--- Start of SOURCE TEXT ---

At the start of Act III, Scene III, Othello declares his love for Desdemona, ‘Perdition catch my soul, but I do love thee; and when I love thee not, chaos is come again.’ However by the end of this scene he vows to Iago, ‘I’ll tear her all to pieces!’ How does Shakespeare make such a changing character dramatically possible?
Shakespeare’s Othello, in my opinion is one of his most cleverly written plays. It is a tragedy, similar in a way to the likes of the famous Romeo and Juliet, as there is a definite romance in the play, which quickly turns sour, due to lack of trust and jealousy, or as some might think, the tragedy is all down to manipulation and deceit, which both hold huge roles in the script. The play deals with many controversial issues which makes it unique and the way in which it was written, shows us how ahead of his time Shakespeare actually was.
Othello is a black man in the play, of extremely high authority; he is a proud army general who is looked upon with respect by the state and many leading Dukes. He first comes across to the audience as being very composed and a gentle character towards others. My first impressions of Othello were especially positive; he is a powerful figure with glowing qualities, which I detected only from his first few words. However before we hear from Othello in the text, we meet the vicious Iago and his companion Roderigo, who appear in the opening scene.
They both begin by discussing an unknown character that we later learn is the greatly regarded Othello. You can tell their anger towards him almost instantaneously from their speech, it is very harsh and the line structure is indifferent and has no specific order. They refer to Othello negatively, using racist comments and horrible images; once they even label him with being the devil. Iago is infuriated that he failed to gain a promotion that was given to the handsome Michael Cassio instead, by none other than Othello. Iago vows to Roderigo that he was better suited for the position and Othello had definitely chosen the wrong man. Iago swiftly suggests that they both call up to Brabatio’s house to gain some revenge over Othello.
Brabantio is the proud father of fair and young Desdemona, who both Iago and Roderigo know is having a relationship with Othello, unbeknown to Brabantio. After awakening Brabantio from his sleep to let him know of this awful news, Iago cunningly slips away from the commotion, unnamed to Brabantio, leaving Roderigo to go with Brabantio in search of his daughter. This is the first point in the play where we see Iago’s devious side, however the audience are still not yet sure why he is doing these things to disrupt other people’s lives, especially Othello’s. By exiting from the scene in this scheming way, we see the true Iago already unfolding.

--- End of SOURCE TEXT ---
--- Start of SUPPLIED INFORMATION ---

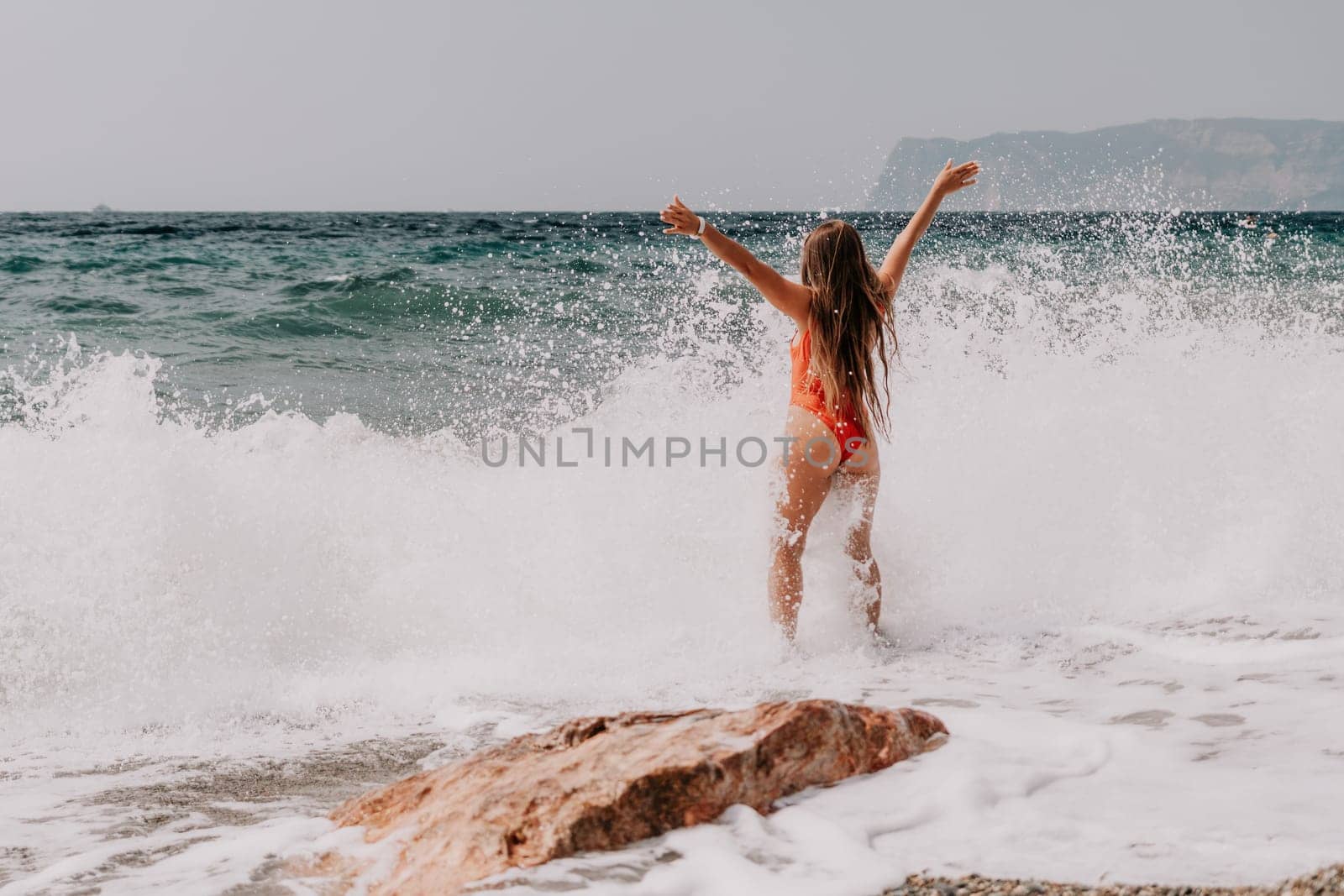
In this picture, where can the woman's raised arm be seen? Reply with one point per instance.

--- End of SUPPLIED INFORMATION ---

DESCRIPTION OF THE TASK:
Please answer these from the Othello essay:
1. Which famous play does the essay compare Othello to?
2. Who received the promotion that Iago had wanted?
3. Whose father is Brabantio?

EXERCISE ANSWER:
1. Romeo and Juliet
2. Michael Cassio
3. Desdemona's